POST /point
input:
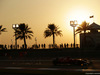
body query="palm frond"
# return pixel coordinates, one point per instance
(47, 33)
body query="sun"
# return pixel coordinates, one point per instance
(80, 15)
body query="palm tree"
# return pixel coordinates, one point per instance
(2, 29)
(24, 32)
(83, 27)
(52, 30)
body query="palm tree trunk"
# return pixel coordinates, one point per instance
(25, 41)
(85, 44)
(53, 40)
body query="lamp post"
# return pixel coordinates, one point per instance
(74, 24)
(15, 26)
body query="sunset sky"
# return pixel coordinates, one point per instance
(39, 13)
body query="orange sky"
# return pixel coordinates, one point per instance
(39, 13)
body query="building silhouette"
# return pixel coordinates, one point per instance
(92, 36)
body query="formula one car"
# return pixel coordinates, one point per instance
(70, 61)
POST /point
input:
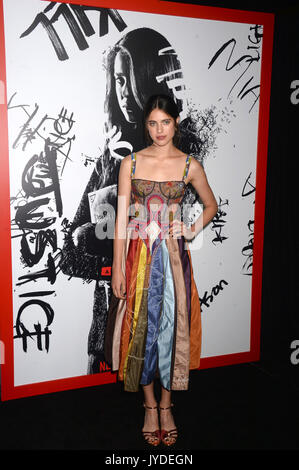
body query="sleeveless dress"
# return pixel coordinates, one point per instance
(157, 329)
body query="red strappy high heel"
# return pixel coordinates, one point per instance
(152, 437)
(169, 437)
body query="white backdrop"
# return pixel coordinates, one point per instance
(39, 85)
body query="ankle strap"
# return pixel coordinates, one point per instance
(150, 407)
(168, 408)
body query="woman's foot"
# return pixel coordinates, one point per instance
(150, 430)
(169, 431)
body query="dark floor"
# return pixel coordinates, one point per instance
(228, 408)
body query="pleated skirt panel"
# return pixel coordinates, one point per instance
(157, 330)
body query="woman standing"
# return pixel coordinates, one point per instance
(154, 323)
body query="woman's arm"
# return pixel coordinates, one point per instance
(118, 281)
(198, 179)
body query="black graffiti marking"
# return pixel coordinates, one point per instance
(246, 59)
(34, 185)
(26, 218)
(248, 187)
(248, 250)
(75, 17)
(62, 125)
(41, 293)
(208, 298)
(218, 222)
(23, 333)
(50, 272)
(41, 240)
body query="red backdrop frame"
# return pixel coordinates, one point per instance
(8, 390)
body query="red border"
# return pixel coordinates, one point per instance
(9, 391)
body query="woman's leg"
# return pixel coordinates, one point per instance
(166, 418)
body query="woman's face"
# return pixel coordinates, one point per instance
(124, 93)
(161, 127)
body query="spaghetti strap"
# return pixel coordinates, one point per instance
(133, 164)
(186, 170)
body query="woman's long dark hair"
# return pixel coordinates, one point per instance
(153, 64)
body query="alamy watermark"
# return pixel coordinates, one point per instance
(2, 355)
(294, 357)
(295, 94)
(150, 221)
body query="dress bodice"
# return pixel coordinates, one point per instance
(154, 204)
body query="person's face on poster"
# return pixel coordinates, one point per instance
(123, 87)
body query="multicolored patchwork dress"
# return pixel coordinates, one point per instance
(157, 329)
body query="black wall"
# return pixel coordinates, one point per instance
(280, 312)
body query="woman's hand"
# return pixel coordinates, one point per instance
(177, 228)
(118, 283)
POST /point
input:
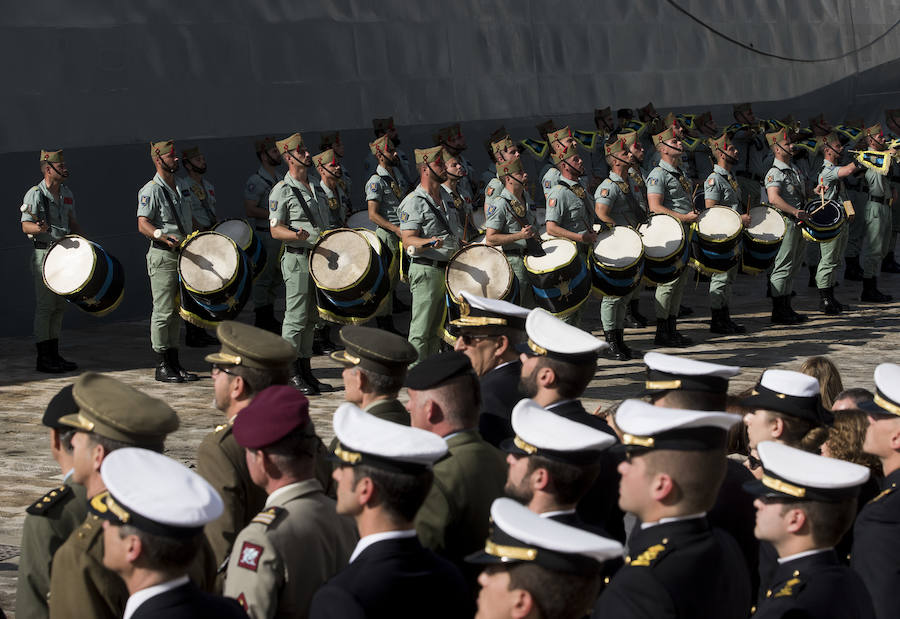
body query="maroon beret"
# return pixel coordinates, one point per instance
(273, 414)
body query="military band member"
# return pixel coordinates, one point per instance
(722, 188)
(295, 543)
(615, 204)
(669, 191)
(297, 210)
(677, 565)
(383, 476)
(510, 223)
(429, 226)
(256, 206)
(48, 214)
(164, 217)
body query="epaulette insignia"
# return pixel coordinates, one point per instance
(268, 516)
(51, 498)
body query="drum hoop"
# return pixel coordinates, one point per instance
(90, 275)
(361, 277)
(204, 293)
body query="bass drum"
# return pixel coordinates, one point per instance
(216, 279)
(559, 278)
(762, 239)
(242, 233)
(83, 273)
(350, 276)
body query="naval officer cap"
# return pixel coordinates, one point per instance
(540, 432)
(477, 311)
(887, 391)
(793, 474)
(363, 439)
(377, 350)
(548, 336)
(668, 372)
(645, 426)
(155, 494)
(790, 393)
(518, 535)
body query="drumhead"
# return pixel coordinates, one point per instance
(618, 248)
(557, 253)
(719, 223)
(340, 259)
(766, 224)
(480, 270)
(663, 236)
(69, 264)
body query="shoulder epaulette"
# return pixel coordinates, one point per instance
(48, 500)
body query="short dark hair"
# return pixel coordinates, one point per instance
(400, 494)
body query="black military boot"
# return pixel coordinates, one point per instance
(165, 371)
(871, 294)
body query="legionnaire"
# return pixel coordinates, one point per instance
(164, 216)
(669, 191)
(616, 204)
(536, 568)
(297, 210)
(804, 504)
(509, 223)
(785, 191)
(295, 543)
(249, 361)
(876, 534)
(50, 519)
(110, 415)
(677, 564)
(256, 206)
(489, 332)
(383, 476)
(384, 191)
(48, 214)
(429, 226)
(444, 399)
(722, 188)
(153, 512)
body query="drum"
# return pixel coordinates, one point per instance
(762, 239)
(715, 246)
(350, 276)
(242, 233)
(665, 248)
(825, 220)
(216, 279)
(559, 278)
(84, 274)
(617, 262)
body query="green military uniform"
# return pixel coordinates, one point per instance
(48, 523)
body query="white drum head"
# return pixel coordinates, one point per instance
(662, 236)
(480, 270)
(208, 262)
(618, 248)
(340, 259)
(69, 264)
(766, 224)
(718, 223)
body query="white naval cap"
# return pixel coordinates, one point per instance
------------------------------------------------------------------------
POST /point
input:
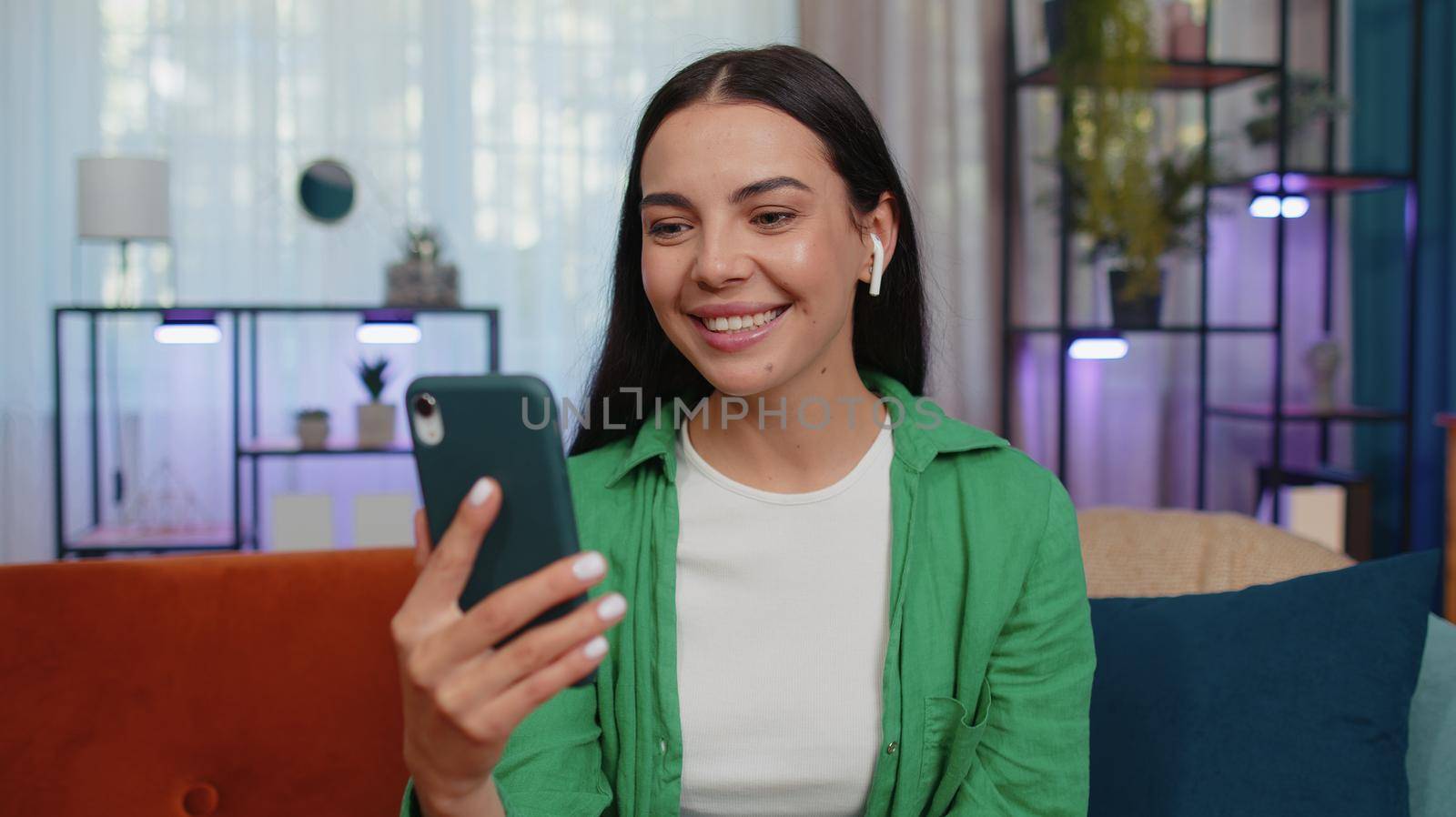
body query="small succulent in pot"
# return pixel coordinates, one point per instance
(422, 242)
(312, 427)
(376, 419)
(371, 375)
------------------------------------------------------------------------
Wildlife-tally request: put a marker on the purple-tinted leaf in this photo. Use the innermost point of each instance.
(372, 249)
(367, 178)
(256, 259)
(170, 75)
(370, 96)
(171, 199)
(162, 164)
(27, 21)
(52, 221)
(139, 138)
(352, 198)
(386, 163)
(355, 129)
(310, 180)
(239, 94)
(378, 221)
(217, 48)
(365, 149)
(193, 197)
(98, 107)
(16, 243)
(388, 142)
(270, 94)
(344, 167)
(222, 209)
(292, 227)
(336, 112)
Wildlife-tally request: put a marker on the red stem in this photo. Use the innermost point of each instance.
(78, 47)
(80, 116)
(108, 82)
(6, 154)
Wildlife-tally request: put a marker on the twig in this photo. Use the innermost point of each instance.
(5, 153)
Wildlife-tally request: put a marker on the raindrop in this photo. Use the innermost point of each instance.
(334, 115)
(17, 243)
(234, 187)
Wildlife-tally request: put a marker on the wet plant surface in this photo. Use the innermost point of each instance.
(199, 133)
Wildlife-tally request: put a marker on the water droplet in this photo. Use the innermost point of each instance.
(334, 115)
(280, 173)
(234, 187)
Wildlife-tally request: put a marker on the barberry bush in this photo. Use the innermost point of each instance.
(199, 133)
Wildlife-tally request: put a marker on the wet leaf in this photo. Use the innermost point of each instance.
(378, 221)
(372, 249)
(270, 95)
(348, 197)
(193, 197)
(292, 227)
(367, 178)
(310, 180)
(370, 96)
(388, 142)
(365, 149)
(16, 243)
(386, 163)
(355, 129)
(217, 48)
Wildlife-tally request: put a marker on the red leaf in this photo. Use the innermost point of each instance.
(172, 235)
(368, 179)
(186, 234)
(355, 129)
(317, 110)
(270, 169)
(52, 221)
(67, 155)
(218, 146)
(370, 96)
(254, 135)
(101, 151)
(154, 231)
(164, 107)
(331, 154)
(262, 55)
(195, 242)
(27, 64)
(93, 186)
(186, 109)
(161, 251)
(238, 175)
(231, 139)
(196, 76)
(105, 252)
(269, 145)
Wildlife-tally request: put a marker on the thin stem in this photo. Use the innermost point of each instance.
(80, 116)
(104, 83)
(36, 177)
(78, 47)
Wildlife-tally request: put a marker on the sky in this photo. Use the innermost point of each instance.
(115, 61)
------------------------------------------------------------------------
• ABOUT THIS EXERCISE: Where a line above holds the string "palm", show that line.

• EXERCISE RESULT:
body query="palm frond"
body query="palm tree"
body query="palm tree trunk"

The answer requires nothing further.